• WORK TASK: The listing below holds a line with "Target: tree" and a later line with "Rules: place one point on every instance of the paved". Write out those two lines and every line between them, exactly, and nothing else.

+ + +

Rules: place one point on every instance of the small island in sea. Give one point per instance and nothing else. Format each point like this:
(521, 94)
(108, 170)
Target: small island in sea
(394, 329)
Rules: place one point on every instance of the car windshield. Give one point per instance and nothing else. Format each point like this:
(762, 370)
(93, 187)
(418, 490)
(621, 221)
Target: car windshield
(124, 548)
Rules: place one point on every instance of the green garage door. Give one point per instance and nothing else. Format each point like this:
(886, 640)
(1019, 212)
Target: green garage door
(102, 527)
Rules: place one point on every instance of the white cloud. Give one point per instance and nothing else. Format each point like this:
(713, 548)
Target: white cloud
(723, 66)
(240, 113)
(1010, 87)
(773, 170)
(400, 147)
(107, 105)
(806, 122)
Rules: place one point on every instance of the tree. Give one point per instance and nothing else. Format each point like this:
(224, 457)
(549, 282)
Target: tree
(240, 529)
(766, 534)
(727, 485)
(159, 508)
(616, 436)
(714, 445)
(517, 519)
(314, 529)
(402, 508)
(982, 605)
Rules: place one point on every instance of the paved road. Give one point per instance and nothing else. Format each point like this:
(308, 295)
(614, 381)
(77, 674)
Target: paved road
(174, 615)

+ + +

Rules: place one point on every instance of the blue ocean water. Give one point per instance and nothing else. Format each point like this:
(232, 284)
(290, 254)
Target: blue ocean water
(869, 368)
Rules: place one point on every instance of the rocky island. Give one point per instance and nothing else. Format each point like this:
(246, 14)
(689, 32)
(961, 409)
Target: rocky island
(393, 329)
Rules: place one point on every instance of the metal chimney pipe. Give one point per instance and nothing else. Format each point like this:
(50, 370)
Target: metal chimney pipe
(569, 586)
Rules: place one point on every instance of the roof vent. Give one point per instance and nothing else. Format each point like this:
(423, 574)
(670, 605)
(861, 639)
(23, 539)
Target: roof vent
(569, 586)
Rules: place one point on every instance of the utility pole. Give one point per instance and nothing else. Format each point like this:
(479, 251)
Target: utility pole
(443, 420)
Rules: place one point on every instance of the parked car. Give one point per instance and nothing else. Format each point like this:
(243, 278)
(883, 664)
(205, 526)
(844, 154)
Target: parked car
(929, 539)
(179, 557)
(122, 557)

+ + +

• RESPONSE BELOW:
Target: tree
(240, 529)
(766, 534)
(727, 485)
(159, 508)
(616, 436)
(714, 445)
(517, 519)
(314, 529)
(402, 508)
(982, 605)
Rules: place one point on every instance of the paved road. Give one point per instance and nothing else. Format each point like this:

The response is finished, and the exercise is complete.